# [RECORD LIST]
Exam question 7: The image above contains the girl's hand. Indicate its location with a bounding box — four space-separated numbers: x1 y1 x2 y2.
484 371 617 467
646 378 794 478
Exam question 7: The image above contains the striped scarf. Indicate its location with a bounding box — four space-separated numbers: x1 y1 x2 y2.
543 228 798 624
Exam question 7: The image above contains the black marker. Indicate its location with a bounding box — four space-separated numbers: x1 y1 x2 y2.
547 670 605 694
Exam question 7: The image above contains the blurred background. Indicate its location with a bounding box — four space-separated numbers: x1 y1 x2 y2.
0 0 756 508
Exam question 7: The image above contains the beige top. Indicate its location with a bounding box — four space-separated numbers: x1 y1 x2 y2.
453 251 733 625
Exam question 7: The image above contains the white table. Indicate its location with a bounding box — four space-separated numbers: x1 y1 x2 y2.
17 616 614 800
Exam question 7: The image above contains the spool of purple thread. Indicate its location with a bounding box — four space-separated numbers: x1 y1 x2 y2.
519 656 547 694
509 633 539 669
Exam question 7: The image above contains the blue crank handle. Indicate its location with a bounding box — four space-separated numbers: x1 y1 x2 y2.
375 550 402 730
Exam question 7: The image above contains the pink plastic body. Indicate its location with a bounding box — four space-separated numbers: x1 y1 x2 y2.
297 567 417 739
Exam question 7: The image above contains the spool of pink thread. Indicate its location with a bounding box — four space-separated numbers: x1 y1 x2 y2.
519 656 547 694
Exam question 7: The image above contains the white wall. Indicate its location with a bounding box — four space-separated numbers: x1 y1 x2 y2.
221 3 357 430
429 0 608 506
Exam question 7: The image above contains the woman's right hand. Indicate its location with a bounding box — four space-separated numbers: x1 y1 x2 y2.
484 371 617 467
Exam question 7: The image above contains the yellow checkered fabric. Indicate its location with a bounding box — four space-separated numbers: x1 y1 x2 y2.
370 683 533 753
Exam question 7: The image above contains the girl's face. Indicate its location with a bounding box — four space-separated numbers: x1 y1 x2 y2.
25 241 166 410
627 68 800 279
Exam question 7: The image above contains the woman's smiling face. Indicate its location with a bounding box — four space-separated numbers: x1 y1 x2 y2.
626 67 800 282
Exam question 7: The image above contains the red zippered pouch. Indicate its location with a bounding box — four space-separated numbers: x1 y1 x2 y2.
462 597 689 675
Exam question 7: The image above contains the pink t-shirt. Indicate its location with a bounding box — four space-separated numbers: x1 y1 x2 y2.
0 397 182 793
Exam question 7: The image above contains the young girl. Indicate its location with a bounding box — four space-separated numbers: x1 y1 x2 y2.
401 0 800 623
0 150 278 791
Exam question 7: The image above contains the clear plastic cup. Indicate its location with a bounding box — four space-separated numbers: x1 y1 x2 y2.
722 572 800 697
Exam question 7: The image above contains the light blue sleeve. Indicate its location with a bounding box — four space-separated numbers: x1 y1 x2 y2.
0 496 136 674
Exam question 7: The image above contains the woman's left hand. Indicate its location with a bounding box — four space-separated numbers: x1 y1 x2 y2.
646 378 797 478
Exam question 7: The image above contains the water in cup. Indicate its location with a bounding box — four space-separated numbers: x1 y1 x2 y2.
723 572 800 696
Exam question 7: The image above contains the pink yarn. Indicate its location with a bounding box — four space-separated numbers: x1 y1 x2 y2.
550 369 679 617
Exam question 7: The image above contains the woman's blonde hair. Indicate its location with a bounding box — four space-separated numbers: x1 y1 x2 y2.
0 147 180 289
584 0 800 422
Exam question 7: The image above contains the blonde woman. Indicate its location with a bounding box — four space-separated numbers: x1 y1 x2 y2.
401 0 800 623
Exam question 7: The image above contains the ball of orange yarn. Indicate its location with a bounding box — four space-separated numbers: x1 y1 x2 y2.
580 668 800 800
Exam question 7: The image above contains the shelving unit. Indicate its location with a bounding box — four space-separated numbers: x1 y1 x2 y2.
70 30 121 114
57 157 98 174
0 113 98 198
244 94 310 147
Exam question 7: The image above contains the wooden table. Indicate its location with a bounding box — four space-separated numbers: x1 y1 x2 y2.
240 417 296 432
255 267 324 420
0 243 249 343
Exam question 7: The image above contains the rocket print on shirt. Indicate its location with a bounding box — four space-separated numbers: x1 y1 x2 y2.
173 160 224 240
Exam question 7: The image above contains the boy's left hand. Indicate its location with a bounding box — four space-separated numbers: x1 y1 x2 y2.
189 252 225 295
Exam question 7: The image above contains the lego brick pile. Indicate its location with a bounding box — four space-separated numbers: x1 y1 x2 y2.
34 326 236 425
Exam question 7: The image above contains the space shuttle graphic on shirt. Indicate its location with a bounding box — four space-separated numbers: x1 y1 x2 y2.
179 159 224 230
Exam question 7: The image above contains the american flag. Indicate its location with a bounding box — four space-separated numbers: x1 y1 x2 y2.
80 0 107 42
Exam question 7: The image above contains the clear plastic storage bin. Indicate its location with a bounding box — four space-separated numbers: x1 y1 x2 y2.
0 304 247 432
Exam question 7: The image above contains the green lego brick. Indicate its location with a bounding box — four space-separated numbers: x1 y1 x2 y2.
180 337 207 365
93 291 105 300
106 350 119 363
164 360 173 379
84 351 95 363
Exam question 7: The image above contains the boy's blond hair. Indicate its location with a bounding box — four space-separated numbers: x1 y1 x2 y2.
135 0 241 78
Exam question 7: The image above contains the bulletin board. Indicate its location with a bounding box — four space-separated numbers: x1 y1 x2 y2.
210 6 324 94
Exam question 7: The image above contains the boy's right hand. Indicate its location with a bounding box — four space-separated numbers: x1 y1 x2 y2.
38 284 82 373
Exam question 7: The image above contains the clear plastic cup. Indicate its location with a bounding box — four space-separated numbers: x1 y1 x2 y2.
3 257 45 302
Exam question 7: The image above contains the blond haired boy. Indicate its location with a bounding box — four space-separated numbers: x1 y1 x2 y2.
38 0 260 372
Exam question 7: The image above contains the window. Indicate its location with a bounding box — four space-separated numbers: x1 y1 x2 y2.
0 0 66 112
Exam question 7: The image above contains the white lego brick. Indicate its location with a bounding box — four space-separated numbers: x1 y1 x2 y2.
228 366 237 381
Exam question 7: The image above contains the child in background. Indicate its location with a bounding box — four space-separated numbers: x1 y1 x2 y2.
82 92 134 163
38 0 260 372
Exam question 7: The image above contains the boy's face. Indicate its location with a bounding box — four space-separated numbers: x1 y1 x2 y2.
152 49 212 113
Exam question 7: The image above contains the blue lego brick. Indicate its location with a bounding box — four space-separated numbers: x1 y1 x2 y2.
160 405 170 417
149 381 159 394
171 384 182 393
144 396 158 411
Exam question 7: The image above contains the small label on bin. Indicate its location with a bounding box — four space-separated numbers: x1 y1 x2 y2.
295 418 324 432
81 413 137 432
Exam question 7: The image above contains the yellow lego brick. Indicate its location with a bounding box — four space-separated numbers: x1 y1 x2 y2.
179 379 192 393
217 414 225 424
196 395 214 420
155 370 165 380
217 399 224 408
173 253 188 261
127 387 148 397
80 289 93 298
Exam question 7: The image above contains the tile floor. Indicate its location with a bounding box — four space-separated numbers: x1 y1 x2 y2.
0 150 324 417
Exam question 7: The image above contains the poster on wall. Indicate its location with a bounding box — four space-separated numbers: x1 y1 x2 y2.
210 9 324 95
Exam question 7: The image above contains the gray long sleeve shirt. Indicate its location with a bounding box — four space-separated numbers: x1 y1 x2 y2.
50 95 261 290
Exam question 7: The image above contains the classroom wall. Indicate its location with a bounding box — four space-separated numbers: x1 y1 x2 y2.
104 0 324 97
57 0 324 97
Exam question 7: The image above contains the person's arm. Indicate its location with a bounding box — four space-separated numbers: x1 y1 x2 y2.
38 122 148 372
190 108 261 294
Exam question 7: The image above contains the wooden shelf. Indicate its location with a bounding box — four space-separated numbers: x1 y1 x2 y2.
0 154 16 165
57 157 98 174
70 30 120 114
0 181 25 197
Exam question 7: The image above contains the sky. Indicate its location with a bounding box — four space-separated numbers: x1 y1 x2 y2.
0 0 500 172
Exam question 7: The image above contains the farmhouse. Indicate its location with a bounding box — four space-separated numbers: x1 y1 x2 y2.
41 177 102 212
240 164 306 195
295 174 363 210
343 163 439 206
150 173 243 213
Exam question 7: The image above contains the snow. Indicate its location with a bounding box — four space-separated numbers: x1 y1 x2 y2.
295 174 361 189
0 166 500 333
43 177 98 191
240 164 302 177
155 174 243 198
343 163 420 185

# [EXERCISE]
Scale the records from the line with "Exam question 7: The image above contains the spool of purple" to the line with "297 567 417 739", both ends included, and write out only those lines, requests and all. Leave the requests unchanged, and multiply each bounding-box coordinate in the answers by 0.35, rounding to whole numbers with halves rounded up.

# [SOLUTION TO THIS TASK]
Exam question 7: The image above contains the spool of purple thread. Indicate its location with a bounding box — four space-separated numbers: x1 y1 x2 y2.
182 230 191 243
178 222 189 234
Exam question 7: The image above contains the blue crank handle. Indicate its location with a bounding box — four space-separated numbers: x1 y1 x2 y2.
131 193 141 256
Exam question 7: The image above contains the pink plastic body. Indicate its location with a bounding box — four space-separated numbers: x1 y1 x2 y2.
104 198 146 259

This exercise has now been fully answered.